_Aim of the task_
In the passage on Narodism and Marxism, from what viewpoint does the Marxist consider criticism of capitalism valid?

— start of Selection —

As we tried to show by a concrete example in Chapter I, the difference between Narodism and Marxism lies wholly in the character of their criticism of Russian capitalism. The Narodnik thinks that to criticise capitalism it is sufficient to indicate the existence of exploitation, the interaction between exploitation and politics, etc. The Marxist thinks it necessary to explain and also to link together the phenomena of exploitation as a system of certain relations in production, as a special social-economic formation, the laws of the functioning and development of which have to be studied objectively. The Narodnik thinks it sufficient, in criticising capitalism, to condemn it from the angle of his ideals, from the angle of “modern science and modern moral ideas.” The Marxist thinks it necessary to trace in detail the classes that are formed in capitalist society, he considers valid only criticism made from the viewpoint of a definite class, criticism that is based on the precise formulation of the social process actually taking place and not on the ethical judgement of the “individual.”
If, with this as our starting-point, we tried to formulate the tasks of criticising the economic principles of Narodism, they would be defined approximately as follows:
It must be shown that the relation between large-scale capitalism in Russia and “people’s production” is the relation between a completely developed and an undeveloped phenomenon, between a higher stage of development of the capitalist social formation and a lower stage;[10] that the separation of the producer from the means of production and the appropriation of the product of his labour by the owner of money are to be explained, both in the factory and even in the village community, not by politics, not by distribution, but by the production relations that necessarily take shape under commodity economy, by the formation of classes with antagonistic interests which is characteristic of capitalist society;[11] that the reality (small production) which the Narodniks want to raise to a higher level, bypassing capitalism, already contains capitalism with its antagonism of classes and clashes between them—only the antagonism is in its worst form, a form which hampers the independent activity of the producer; and that by ignoring the social antagonisms which have already arisen and by dreaming about “different paths for the father land,” the Narodniks become utopian reactionaries, because large-scale capitalism only develops, purges and clarifies the content of these antagonisms, which exist all over Russia.

— end of Selection —
— start of Data entries —

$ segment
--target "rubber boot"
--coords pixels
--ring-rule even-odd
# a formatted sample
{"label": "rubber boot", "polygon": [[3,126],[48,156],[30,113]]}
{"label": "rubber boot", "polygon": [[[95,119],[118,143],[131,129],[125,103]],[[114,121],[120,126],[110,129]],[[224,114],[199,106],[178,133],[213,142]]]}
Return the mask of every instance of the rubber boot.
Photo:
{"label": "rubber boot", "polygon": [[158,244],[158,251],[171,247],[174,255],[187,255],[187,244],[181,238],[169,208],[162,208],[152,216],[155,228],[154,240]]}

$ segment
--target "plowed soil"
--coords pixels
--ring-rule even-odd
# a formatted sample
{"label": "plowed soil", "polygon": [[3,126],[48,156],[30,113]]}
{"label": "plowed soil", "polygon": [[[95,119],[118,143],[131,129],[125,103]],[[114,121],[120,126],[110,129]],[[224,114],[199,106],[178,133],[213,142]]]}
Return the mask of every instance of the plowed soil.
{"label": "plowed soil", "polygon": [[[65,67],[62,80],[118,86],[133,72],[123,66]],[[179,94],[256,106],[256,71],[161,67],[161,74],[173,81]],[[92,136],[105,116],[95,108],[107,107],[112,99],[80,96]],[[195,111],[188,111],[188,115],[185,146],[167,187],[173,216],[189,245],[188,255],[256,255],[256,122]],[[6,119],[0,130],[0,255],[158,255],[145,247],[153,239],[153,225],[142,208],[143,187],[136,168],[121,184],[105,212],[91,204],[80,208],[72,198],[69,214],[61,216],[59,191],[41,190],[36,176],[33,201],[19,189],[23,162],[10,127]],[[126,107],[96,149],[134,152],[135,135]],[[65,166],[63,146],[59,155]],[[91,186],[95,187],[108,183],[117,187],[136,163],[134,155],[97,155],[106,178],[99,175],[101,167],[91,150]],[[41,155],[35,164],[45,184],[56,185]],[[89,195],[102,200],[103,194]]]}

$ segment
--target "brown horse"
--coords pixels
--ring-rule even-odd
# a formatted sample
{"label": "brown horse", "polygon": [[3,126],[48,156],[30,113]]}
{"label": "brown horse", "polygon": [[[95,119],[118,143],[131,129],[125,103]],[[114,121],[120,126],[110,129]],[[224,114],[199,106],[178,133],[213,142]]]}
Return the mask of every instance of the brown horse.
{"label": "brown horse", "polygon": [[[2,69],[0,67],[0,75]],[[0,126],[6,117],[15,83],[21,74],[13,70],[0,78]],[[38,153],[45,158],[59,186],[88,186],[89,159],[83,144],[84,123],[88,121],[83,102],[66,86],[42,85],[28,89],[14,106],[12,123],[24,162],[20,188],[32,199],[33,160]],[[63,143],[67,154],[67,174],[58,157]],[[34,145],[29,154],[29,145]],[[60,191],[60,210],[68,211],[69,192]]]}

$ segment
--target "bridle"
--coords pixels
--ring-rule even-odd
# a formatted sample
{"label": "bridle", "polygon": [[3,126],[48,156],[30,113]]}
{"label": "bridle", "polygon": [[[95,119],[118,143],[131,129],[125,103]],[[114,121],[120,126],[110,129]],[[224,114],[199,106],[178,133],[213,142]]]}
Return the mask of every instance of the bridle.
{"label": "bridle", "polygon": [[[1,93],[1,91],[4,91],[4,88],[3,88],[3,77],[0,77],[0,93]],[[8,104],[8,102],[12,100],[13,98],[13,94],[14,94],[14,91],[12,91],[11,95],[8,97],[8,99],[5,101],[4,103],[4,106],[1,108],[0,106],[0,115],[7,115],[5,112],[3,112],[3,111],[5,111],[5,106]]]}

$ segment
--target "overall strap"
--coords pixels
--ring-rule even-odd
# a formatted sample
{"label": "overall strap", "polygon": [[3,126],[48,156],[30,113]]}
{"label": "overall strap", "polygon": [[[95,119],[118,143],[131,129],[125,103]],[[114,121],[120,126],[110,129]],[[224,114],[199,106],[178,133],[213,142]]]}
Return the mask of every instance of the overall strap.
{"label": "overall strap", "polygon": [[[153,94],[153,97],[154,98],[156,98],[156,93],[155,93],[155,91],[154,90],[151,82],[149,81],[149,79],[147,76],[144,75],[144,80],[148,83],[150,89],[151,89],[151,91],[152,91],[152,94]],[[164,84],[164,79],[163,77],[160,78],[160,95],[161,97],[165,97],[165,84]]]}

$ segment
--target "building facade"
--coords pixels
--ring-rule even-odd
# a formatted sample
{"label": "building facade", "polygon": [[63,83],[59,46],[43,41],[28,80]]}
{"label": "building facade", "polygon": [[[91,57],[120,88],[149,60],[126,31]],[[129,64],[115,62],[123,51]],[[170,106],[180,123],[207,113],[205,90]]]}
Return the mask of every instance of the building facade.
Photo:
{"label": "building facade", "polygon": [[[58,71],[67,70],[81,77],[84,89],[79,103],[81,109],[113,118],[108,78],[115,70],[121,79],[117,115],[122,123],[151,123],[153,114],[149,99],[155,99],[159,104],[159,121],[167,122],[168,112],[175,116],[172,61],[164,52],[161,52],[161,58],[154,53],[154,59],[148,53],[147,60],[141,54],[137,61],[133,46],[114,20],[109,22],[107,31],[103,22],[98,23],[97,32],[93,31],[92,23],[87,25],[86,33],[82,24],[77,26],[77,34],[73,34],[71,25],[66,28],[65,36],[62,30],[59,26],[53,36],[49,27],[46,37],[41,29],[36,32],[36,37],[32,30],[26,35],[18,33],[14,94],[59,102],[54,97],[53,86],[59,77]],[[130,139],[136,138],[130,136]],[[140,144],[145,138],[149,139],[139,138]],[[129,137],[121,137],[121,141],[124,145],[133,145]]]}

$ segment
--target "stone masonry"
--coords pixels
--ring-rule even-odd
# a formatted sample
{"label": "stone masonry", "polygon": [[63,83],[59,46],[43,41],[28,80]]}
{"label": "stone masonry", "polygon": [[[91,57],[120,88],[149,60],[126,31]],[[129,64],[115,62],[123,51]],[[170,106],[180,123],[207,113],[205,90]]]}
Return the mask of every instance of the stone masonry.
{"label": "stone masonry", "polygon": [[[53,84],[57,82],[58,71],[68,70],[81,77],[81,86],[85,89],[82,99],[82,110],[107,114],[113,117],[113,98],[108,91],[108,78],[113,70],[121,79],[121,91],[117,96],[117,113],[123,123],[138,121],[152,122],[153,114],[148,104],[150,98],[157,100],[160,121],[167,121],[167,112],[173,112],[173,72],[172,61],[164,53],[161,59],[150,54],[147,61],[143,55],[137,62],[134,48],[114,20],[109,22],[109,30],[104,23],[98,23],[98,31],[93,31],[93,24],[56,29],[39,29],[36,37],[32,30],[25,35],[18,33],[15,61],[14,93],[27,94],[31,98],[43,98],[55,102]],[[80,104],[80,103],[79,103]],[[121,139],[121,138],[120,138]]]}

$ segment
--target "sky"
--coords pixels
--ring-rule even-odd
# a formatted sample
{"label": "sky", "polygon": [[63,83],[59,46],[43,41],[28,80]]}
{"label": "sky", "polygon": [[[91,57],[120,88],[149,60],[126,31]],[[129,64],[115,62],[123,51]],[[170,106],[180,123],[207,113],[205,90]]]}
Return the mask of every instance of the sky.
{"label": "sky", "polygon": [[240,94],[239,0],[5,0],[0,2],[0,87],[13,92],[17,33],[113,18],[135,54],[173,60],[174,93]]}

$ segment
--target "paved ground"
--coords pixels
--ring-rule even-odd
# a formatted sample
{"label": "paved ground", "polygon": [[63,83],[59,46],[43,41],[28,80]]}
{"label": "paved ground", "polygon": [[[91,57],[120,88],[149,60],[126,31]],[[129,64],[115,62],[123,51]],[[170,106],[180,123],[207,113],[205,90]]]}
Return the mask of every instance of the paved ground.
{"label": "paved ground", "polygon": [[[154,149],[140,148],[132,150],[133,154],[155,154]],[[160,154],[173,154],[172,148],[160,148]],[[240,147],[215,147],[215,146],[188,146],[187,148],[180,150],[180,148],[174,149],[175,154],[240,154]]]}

— end of Data entries —

_Exercise result_
Only from the viewpoint of a definite class.